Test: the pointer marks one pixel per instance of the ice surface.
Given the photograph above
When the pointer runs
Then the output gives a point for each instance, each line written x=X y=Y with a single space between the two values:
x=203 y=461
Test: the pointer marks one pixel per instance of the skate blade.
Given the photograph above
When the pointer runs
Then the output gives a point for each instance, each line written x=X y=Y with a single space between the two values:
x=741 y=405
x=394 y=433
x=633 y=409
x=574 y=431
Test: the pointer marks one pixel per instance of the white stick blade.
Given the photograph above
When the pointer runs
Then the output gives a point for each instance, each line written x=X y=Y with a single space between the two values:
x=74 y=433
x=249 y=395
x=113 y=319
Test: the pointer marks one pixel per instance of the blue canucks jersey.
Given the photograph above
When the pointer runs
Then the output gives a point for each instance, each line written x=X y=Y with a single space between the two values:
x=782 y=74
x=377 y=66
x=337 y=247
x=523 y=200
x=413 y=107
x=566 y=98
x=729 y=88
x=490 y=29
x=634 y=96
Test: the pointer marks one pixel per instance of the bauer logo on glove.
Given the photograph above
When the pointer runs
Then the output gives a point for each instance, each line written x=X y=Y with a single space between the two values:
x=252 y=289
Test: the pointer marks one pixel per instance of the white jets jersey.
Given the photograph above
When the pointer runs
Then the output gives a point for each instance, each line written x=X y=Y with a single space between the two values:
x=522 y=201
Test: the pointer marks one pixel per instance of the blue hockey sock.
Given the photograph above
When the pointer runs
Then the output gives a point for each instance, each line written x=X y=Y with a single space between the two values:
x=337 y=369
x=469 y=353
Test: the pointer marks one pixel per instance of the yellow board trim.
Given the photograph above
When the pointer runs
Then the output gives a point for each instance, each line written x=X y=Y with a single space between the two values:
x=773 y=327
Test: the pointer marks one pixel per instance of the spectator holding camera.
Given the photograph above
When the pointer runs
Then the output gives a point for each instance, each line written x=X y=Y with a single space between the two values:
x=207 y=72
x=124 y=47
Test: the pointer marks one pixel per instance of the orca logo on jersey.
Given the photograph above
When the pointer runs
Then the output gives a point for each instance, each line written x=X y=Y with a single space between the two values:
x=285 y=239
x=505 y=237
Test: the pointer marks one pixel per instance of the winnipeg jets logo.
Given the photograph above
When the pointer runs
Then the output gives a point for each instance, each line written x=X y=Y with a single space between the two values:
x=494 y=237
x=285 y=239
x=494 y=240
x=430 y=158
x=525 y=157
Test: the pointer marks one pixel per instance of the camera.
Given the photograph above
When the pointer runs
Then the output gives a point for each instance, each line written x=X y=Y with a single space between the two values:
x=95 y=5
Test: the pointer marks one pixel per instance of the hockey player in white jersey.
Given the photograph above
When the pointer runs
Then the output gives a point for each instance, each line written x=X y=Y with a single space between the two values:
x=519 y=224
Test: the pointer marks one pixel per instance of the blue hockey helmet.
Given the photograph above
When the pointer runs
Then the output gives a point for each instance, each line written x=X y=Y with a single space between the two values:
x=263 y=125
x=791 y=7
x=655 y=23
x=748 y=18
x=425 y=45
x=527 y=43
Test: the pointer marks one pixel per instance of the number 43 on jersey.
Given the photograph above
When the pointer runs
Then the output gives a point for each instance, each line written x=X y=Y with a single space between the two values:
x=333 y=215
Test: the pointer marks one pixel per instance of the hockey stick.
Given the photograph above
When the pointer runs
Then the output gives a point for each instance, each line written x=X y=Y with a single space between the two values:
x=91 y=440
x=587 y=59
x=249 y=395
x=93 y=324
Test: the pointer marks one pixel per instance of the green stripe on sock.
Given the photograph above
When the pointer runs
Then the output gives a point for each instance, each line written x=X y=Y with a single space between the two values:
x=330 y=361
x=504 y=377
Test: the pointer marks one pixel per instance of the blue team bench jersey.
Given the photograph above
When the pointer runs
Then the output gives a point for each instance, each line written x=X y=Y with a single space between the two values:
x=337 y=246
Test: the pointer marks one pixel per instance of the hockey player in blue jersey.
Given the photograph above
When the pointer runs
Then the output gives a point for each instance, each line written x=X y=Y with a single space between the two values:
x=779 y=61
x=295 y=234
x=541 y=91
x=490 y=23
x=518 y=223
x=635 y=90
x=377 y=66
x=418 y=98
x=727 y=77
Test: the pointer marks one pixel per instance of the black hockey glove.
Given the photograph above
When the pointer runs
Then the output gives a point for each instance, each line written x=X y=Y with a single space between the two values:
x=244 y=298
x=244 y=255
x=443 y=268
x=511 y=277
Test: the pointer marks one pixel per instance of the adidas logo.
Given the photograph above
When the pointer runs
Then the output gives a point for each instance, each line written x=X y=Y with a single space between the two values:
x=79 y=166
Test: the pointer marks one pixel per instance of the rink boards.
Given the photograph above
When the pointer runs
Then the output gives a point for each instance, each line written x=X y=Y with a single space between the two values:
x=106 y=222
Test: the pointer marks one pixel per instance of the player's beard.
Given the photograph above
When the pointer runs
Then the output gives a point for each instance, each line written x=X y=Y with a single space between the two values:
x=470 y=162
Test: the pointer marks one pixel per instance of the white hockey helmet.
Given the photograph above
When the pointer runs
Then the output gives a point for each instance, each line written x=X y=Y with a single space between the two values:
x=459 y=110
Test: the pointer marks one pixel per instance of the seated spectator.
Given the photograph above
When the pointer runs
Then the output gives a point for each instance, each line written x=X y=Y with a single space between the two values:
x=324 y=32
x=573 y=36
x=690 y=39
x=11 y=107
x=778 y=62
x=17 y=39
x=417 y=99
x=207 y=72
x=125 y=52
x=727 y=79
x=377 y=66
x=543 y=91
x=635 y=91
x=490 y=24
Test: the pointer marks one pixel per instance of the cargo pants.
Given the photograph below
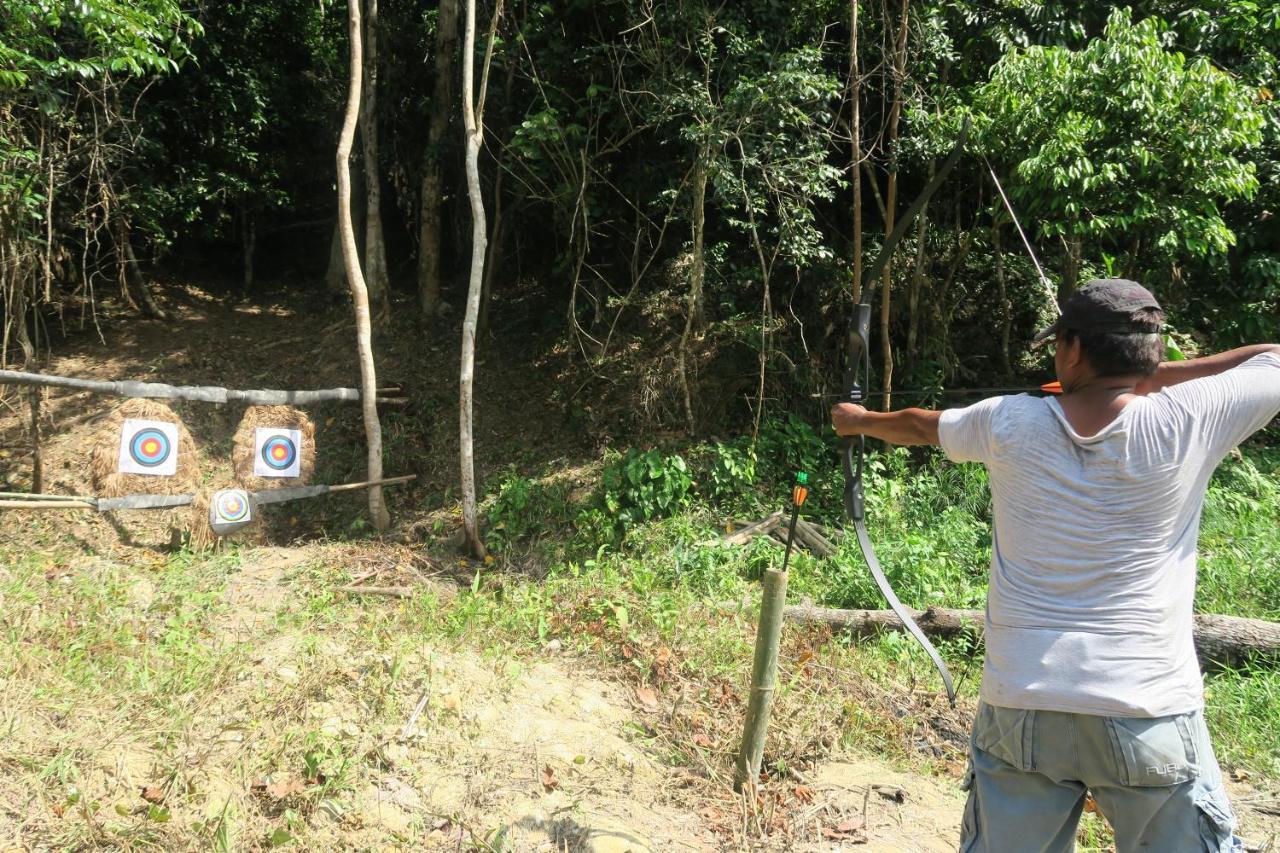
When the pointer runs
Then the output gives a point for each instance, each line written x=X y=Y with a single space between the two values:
x=1155 y=780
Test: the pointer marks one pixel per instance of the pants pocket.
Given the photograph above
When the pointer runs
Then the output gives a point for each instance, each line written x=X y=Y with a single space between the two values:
x=1006 y=734
x=1153 y=752
x=1217 y=822
x=969 y=824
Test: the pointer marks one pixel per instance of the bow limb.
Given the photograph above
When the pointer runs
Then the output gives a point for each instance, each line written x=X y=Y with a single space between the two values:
x=853 y=460
x=854 y=448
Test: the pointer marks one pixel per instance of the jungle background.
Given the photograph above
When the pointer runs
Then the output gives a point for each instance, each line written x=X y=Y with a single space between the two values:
x=681 y=203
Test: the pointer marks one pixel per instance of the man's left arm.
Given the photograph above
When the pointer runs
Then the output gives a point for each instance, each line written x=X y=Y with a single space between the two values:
x=901 y=427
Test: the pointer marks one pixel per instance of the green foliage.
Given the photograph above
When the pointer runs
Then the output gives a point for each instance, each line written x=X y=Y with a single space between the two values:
x=1124 y=140
x=789 y=445
x=725 y=471
x=90 y=39
x=644 y=484
x=526 y=507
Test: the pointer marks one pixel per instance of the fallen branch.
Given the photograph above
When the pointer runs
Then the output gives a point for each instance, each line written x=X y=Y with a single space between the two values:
x=197 y=393
x=1219 y=639
x=394 y=592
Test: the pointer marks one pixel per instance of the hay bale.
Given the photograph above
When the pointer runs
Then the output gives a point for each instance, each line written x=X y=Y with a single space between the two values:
x=105 y=454
x=243 y=447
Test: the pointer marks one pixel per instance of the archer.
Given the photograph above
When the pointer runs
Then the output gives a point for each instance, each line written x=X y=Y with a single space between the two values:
x=1091 y=680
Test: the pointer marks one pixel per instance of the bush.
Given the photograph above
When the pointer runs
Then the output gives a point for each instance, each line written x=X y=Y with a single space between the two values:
x=644 y=484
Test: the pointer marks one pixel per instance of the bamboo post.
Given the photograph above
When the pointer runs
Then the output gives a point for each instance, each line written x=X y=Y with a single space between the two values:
x=37 y=464
x=764 y=667
x=764 y=675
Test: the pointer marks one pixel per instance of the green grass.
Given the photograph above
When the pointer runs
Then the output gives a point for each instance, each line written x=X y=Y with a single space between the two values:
x=100 y=657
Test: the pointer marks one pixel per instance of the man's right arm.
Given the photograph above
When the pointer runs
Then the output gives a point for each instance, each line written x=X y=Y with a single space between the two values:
x=1171 y=373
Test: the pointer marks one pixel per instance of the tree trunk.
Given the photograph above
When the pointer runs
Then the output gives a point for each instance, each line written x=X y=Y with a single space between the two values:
x=855 y=177
x=1070 y=268
x=359 y=292
x=375 y=249
x=432 y=194
x=248 y=243
x=698 y=214
x=891 y=209
x=336 y=274
x=472 y=121
x=1006 y=315
x=696 y=278
x=499 y=218
x=133 y=276
x=1219 y=639
x=913 y=293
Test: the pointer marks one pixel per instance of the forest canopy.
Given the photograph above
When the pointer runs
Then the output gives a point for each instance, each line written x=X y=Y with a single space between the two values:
x=702 y=183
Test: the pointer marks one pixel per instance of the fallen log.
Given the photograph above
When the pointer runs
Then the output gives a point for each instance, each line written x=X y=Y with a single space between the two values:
x=1220 y=641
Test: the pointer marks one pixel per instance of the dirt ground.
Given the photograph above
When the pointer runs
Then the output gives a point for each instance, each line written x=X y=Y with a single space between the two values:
x=483 y=752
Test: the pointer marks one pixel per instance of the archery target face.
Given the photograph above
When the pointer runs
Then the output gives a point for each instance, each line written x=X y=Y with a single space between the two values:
x=277 y=452
x=149 y=447
x=228 y=510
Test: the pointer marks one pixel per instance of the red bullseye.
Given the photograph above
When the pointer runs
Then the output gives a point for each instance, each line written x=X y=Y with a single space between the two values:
x=279 y=454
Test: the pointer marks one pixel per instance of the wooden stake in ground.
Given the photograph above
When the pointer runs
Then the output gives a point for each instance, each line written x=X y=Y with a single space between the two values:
x=37 y=464
x=764 y=666
x=472 y=119
x=359 y=292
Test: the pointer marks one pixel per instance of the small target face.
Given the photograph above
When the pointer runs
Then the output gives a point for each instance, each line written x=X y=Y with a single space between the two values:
x=278 y=452
x=232 y=506
x=149 y=447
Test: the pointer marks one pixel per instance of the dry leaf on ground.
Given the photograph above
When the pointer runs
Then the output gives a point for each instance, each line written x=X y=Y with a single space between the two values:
x=648 y=698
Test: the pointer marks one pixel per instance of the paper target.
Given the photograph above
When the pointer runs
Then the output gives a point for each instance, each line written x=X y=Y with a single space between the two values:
x=149 y=447
x=277 y=452
x=228 y=510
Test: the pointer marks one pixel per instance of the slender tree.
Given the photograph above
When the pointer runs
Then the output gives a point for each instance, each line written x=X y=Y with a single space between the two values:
x=855 y=133
x=891 y=200
x=433 y=192
x=359 y=292
x=375 y=249
x=472 y=121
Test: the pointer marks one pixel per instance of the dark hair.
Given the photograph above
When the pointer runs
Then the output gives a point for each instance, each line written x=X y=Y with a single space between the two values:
x=1124 y=354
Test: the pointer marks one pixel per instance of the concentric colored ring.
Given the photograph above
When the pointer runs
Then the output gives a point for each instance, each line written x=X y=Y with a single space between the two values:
x=231 y=506
x=150 y=447
x=279 y=452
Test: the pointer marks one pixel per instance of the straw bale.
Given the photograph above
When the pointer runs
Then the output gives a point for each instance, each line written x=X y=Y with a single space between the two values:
⁂
Work to do:
Reproduce everything above from the line containing "team bench jersey." down to the line containing "x=337 y=246", both of them included, without changing anything.

Exercise output:
Test: the pointer marks one pixel per instance of the blue team bench jersey.
Given the photograph above
When the pointer runs
Then the output gives a point for each instance, each line written x=X y=Y with a single space between the two values:
x=337 y=246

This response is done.